[Point annotation records]
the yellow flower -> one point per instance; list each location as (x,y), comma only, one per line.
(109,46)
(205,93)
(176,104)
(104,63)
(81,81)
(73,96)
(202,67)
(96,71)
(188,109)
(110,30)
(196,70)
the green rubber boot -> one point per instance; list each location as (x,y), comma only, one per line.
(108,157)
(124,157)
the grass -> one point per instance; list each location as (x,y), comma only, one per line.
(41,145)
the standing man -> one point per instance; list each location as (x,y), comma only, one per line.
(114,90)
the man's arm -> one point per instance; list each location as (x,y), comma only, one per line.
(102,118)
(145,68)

==

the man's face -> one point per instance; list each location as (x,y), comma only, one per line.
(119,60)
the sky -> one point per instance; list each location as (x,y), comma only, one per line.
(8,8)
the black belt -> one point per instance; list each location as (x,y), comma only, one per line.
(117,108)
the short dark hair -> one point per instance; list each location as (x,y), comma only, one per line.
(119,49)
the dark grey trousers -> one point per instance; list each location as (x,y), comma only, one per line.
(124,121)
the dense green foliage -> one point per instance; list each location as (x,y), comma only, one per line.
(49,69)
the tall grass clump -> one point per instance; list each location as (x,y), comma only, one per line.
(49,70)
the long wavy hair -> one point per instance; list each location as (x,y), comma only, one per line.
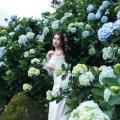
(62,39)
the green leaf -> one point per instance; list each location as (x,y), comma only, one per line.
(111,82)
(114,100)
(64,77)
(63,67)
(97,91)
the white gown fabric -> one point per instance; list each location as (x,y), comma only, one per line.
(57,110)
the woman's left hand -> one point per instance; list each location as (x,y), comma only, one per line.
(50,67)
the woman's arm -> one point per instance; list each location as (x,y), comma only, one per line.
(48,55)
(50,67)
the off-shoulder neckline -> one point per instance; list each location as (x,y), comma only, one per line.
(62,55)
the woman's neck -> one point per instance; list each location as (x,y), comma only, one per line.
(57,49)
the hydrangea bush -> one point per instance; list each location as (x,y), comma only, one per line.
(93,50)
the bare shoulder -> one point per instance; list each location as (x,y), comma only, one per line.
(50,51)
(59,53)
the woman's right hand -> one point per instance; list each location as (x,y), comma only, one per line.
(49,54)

## YOUR OBJECTIVE
Show each line from the rows above that contains the string "grass".

## OUTPUT
the grass -> one point per instance; list each location as (x,y), comma only, one per line.
the tall grass clump -> one point per instance; list each location as (x,y), comma only, one per line.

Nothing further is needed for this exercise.